● **The task**:
Show every line of the material below that contains the string "flock", matching case exactly.
== Exercise materials
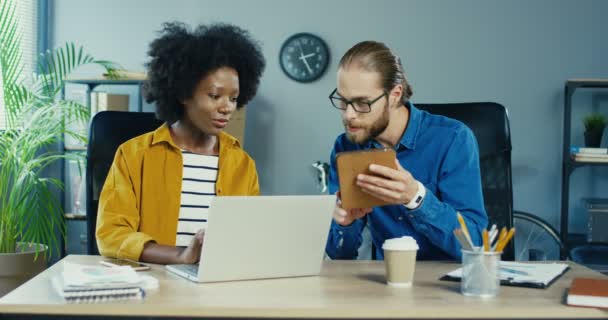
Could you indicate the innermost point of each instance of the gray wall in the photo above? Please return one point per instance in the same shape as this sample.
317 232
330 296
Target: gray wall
518 53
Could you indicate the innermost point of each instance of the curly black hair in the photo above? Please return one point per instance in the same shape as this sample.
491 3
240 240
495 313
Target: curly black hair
180 58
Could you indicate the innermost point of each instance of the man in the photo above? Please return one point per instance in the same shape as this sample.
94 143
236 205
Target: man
437 162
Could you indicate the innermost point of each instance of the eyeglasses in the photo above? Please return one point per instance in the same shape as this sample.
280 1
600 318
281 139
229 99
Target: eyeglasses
358 105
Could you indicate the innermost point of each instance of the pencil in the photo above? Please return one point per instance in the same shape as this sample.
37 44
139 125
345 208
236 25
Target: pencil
486 245
501 245
463 225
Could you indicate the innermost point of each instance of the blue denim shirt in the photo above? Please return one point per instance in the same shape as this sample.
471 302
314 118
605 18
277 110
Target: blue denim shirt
440 152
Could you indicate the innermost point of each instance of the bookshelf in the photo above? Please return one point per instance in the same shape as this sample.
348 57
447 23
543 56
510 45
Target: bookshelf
73 198
569 165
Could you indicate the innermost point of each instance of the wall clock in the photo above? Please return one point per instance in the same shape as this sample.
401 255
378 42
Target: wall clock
304 57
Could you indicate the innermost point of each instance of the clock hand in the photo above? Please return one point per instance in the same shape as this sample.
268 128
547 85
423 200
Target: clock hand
306 63
303 58
308 55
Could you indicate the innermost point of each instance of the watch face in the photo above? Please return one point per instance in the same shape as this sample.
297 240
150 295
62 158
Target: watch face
304 57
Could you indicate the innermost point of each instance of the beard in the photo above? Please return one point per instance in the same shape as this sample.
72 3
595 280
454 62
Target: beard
371 132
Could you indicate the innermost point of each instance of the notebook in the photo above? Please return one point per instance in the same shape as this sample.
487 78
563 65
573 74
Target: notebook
91 284
521 274
352 163
585 292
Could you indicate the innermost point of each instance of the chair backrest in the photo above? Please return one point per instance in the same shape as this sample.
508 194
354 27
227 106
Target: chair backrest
490 124
109 129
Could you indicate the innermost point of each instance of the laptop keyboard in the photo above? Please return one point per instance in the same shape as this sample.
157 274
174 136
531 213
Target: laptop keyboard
189 268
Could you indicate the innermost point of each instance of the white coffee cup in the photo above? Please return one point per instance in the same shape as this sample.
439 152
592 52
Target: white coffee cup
400 261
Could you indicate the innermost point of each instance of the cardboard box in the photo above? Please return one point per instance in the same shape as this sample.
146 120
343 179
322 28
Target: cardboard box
236 126
111 102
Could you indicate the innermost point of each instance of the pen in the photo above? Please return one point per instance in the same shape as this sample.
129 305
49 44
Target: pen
464 242
503 243
523 273
492 234
486 244
463 225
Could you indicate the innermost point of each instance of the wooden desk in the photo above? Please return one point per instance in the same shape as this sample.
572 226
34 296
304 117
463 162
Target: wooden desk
346 289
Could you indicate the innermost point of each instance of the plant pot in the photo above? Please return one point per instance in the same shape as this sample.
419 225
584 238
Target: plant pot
593 139
17 268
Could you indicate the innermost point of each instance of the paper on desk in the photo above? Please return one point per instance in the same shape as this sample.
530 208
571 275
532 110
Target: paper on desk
537 273
75 274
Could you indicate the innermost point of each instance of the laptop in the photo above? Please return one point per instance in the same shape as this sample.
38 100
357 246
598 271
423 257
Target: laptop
261 237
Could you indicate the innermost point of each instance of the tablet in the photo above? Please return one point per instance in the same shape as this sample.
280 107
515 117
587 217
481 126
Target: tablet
352 163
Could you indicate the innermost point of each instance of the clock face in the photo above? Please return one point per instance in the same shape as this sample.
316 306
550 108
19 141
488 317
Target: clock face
304 57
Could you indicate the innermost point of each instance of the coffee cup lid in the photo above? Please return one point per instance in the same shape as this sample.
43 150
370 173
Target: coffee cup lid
402 243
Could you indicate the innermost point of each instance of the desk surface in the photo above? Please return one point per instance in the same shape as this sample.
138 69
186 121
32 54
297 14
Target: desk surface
345 289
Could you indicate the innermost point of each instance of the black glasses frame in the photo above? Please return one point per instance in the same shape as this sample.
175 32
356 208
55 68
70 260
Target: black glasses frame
351 103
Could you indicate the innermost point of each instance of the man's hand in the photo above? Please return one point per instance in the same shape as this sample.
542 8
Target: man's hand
345 217
393 186
192 253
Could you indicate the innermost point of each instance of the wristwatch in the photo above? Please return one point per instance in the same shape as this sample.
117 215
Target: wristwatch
417 199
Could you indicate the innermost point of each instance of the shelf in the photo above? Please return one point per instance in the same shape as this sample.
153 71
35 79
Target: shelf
101 81
75 148
576 164
576 239
75 216
587 83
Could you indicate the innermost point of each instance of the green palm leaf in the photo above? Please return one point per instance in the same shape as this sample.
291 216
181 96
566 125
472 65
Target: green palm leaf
36 121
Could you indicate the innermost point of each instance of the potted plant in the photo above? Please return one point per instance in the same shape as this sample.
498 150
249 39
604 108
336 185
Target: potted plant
594 129
36 119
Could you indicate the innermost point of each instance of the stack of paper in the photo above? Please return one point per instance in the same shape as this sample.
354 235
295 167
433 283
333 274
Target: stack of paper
536 275
91 284
589 154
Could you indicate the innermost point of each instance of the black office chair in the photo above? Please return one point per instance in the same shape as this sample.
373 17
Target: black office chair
490 125
109 129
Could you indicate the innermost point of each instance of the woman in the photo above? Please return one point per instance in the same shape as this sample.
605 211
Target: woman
154 203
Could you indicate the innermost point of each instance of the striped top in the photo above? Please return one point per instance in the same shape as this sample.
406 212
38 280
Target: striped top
198 189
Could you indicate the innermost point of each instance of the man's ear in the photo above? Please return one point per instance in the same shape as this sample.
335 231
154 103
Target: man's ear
395 94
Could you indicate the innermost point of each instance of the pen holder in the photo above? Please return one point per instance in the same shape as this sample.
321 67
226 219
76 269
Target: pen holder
480 273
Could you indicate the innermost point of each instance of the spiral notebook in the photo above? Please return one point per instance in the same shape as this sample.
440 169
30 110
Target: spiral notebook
92 284
84 294
520 274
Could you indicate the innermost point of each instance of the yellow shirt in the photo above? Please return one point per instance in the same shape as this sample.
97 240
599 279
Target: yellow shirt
140 199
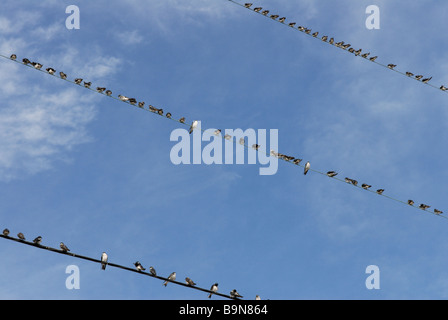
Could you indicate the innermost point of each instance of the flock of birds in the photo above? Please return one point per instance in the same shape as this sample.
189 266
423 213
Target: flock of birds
339 44
194 124
138 266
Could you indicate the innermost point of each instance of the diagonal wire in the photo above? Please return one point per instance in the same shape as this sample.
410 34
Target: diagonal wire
310 34
245 145
114 265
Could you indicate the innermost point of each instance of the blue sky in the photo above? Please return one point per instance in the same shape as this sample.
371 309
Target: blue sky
96 174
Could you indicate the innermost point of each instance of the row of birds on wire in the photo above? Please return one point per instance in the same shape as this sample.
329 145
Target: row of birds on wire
339 44
138 266
194 124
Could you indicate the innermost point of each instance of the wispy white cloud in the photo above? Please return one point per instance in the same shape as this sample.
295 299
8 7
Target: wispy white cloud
40 124
129 37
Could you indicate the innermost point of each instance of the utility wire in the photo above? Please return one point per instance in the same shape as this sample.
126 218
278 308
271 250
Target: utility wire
110 264
334 43
299 163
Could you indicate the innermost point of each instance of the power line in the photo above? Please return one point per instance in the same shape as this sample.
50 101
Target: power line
114 265
338 44
291 160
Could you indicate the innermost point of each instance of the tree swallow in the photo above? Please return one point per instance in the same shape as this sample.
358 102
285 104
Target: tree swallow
139 266
37 240
51 70
332 174
235 294
190 282
171 277
214 288
103 260
307 167
63 247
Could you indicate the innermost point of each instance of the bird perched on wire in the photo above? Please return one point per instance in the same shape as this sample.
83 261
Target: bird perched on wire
365 55
307 168
171 277
366 186
104 260
190 282
37 240
213 288
63 247
36 65
139 266
352 181
235 294
332 174
123 98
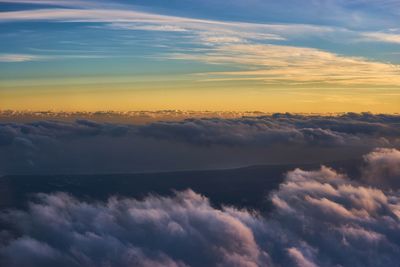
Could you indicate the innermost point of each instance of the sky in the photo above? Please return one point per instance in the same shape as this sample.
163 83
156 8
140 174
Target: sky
273 56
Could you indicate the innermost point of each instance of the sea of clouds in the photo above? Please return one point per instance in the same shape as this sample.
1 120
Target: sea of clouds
320 218
84 146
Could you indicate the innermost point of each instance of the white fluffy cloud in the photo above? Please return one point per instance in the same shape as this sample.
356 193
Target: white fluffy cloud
321 218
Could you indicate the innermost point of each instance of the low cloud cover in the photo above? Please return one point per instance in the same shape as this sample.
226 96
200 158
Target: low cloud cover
320 218
88 146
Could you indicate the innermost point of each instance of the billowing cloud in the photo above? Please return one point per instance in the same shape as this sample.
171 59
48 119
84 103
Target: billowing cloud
383 168
88 146
321 218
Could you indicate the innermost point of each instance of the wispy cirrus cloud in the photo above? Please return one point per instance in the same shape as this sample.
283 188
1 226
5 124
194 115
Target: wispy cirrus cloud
383 37
18 57
240 44
296 65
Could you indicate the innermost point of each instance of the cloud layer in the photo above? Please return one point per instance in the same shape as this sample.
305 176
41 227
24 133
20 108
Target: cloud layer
87 146
321 218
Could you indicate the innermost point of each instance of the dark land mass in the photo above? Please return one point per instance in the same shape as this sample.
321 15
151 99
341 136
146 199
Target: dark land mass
243 187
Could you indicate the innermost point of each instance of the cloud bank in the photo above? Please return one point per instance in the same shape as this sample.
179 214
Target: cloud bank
321 218
88 146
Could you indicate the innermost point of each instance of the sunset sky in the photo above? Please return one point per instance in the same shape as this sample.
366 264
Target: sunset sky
271 56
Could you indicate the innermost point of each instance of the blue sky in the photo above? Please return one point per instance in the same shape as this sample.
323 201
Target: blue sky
198 45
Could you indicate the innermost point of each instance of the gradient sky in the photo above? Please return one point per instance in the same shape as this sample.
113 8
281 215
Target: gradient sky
272 56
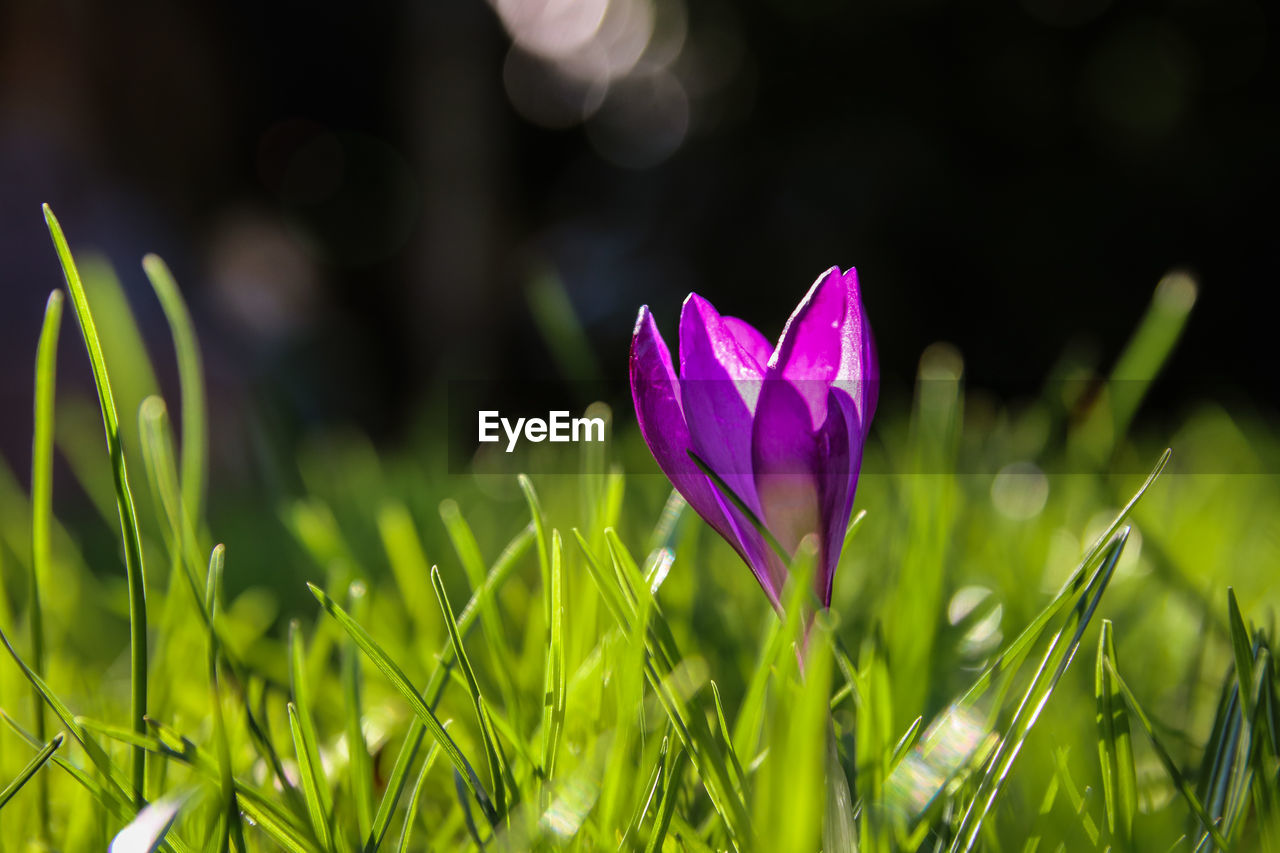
====
● **The answer**:
Could you indicate the innermost point of each instance of the flock of birds in the photo above? Please return one point per instance in the same shape as this sample.
Target: flock of birds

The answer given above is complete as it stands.